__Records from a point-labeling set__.
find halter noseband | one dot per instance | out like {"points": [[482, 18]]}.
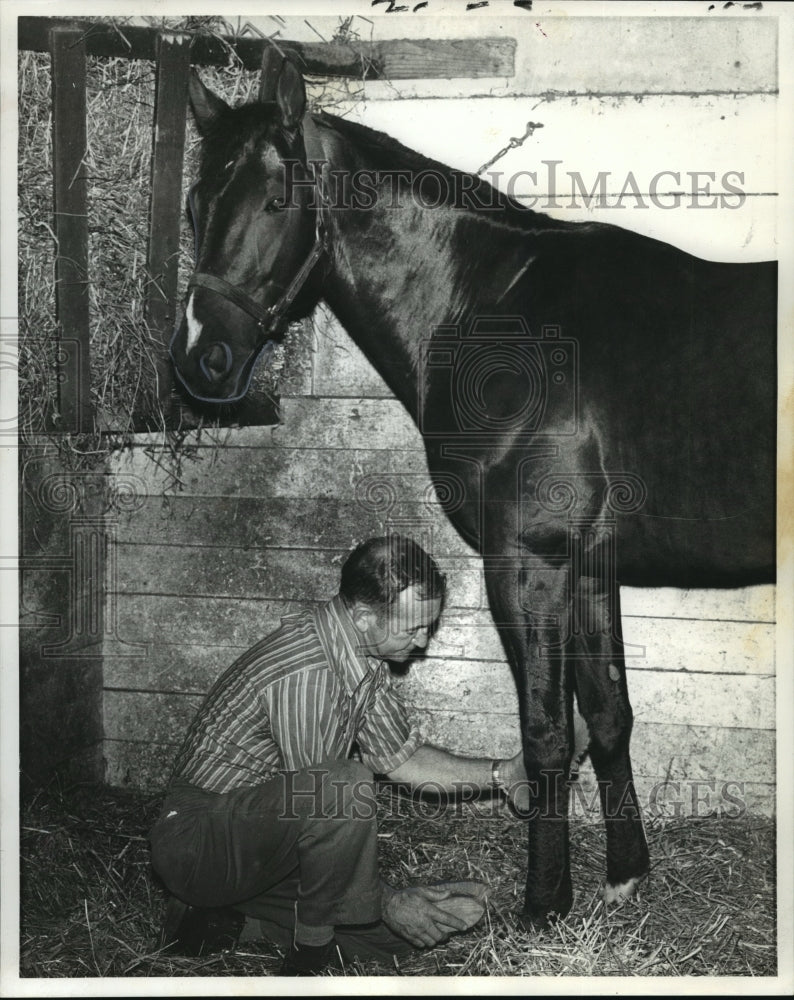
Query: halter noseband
{"points": [[267, 317]]}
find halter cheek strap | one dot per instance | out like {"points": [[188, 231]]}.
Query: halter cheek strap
{"points": [[267, 317]]}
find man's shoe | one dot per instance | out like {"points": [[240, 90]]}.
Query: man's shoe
{"points": [[197, 930], [310, 960]]}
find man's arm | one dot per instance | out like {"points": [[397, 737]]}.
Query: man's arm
{"points": [[446, 771]]}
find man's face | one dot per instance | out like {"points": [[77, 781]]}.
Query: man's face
{"points": [[405, 629]]}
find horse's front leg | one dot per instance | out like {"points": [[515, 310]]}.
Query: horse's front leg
{"points": [[530, 605], [603, 701]]}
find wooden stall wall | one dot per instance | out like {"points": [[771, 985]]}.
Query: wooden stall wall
{"points": [[256, 521]]}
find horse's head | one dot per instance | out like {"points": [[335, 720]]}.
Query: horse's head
{"points": [[258, 236]]}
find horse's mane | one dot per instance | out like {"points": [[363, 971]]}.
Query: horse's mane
{"points": [[386, 153]]}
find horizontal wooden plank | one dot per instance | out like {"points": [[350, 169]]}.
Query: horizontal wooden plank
{"points": [[345, 423], [741, 701], [564, 52], [147, 766], [395, 59], [672, 751], [289, 472], [273, 574], [297, 522], [679, 752], [189, 641]]}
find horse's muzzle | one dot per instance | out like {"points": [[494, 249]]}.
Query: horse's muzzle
{"points": [[216, 363]]}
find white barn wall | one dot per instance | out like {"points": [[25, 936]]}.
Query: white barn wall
{"points": [[263, 520]]}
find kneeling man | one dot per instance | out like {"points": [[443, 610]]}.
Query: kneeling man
{"points": [[271, 810]]}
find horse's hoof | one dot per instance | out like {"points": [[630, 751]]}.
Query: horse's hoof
{"points": [[616, 894]]}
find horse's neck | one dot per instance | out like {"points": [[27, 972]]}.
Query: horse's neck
{"points": [[399, 270]]}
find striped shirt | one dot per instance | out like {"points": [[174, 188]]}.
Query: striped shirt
{"points": [[303, 694]]}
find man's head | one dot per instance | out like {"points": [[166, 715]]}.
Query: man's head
{"points": [[394, 592]]}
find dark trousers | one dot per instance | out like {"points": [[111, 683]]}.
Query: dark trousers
{"points": [[304, 842]]}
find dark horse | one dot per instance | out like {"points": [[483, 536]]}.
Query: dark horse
{"points": [[603, 404]]}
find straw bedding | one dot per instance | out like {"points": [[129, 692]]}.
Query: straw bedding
{"points": [[91, 905]]}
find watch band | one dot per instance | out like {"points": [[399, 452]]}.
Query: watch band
{"points": [[496, 779]]}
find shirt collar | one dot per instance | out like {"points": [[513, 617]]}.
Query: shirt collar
{"points": [[342, 642]]}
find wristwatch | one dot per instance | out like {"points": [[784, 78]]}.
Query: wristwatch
{"points": [[496, 779]]}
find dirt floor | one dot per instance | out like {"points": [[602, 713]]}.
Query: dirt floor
{"points": [[91, 905]]}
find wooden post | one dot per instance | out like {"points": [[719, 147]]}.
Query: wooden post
{"points": [[170, 110], [67, 50]]}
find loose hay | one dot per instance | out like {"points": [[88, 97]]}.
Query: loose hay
{"points": [[125, 353], [91, 905]]}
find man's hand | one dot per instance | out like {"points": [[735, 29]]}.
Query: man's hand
{"points": [[427, 915], [515, 779]]}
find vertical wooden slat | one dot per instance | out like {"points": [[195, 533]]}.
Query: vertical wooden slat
{"points": [[170, 110], [67, 50]]}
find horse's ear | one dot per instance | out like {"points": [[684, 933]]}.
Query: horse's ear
{"points": [[291, 95], [207, 107]]}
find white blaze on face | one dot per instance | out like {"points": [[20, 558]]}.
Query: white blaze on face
{"points": [[194, 328]]}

__PROBLEM TO WORK ON__. Can you give these records as a JSON list of strings, one string per line, with blank lines and the pictures left out?

__SOLUTION TO THIS TASK__.
[
  "find halter noseband | one dot per instance | out like {\"points\": [[482, 18]]}.",
  "Query: halter noseband",
  "{\"points\": [[267, 317]]}",
  "find halter cheek strap | one dot per instance | out like {\"points\": [[188, 231]]}.",
  "Query: halter cheek strap",
  "{\"points\": [[267, 317]]}",
  "find man's shoe | one dot per instance | out like {\"points\": [[240, 90]]}.",
  "Query: man's shoe",
  "{\"points\": [[197, 930], [310, 960]]}",
  "find man's arm | one dot per instance | out like {\"points\": [[397, 737]]}.",
  "Query: man's arm",
  "{\"points\": [[446, 771]]}",
  "find man's face | one dot per instance | out like {\"points\": [[77, 781]]}.",
  "Query: man's face",
  "{\"points\": [[405, 629]]}",
  "find horse's front leg | one dot per instance | out like {\"points\": [[515, 310]]}.",
  "Query: horse's front leg",
  "{\"points\": [[530, 605], [603, 701]]}",
  "find wooden stall wall | one dot per instance | out like {\"points\": [[771, 985]]}.",
  "Query: wooden stall wall",
  "{\"points\": [[256, 521]]}",
  "find horse's head | one dot per instance | out like {\"points\": [[335, 720]]}.",
  "Query: horse's head",
  "{\"points\": [[258, 236]]}",
  "find horse's mane | one dot per instance | out like {\"points\": [[363, 971]]}.",
  "Query: horse's mane",
  "{\"points\": [[386, 153]]}",
  "find horizontal wooden plank | one dot per instance | out like {\"points\": [[350, 169]]}.",
  "Query: horizontal wooden plank",
  "{\"points\": [[345, 423], [741, 701], [564, 52], [147, 766], [395, 59], [672, 751], [289, 472], [273, 574], [297, 522], [679, 752], [189, 641]]}",
  "find horse's muzzle | one dot per instance | out like {\"points\": [[494, 249]]}.",
  "Query: horse's muzzle",
  "{\"points\": [[216, 363]]}",
  "find white barn wall | one dot per instance | out like {\"points\": [[25, 936]]}.",
  "Query: white barn wall",
  "{\"points\": [[263, 520]]}",
  "find kneeling man | one dot per instance | out like {\"points\": [[443, 610]]}.",
  "Query: kneeling man",
  "{\"points\": [[271, 810]]}",
  "find horse's hoof | one dot per instance | out like {\"points\": [[630, 751]]}.",
  "Query: horse's hoof",
  "{\"points\": [[616, 894]]}",
  "find horse's neck | one dot per instance | out like {\"points\": [[27, 972]]}.",
  "Query: horse's neck",
  "{\"points\": [[399, 270]]}",
  "find striped shirt | one dot per instance | out like {\"points\": [[174, 188]]}.",
  "Query: striped shirt",
  "{\"points\": [[303, 694]]}",
  "find man's head | one dot per instance | out like {\"points\": [[166, 715]]}.",
  "Query: man's head",
  "{\"points\": [[394, 592]]}",
  "find dark trousers | one dot per instance | out like {\"points\": [[111, 683]]}.",
  "Query: dark trousers",
  "{\"points\": [[304, 842]]}",
  "find dark horse | one dot per instance | out like {\"points\": [[483, 536]]}.",
  "Query: dark horse",
  "{\"points\": [[603, 404]]}",
  "find straw bedding | one dot per instance | out like {\"points\": [[129, 692]]}.",
  "Query: straw bedding",
  "{\"points\": [[91, 905]]}",
  "find watch band | one dot per instance | out like {\"points\": [[399, 452]]}.",
  "Query: watch band",
  "{\"points\": [[496, 779]]}",
  "find shirt collar | one dot per instance | out like {\"points\": [[513, 617]]}.",
  "Query: shirt collar",
  "{\"points\": [[342, 642]]}",
  "find wristwatch | one dot per instance | out like {\"points\": [[784, 78]]}.",
  "Query: wristwatch",
  "{\"points\": [[496, 779]]}",
  "find dirt floor | one dot per instance | out like {\"points\": [[602, 713]]}.",
  "Query: dirt floor",
  "{\"points\": [[91, 905]]}",
  "find wooden post | one dot per instance | out like {\"points\": [[719, 147]]}.",
  "Query: wooden post",
  "{\"points\": [[170, 110], [67, 50]]}",
  "find loose hay | one dot per instance | out like {\"points\": [[88, 97]]}.",
  "Query: loose hay",
  "{\"points\": [[125, 353], [91, 905]]}",
  "find man's hand | one dot per instance | out like {\"points\": [[735, 29]]}.",
  "Query: man's hand",
  "{\"points\": [[427, 915], [515, 779]]}",
  "find vertical wooden slat | one dot per instance | out like {\"points\": [[195, 533]]}.",
  "Query: vertical wooden slat",
  "{\"points\": [[170, 110], [67, 50]]}",
  "find horse's ear | one dot per instance | out like {\"points\": [[684, 933]]}.",
  "Query: horse's ear",
  "{\"points\": [[291, 95], [207, 107]]}",
  "find white blaze on face | one dot per instance | out like {\"points\": [[20, 558]]}.",
  "Query: white blaze on face",
  "{\"points\": [[194, 328]]}"
]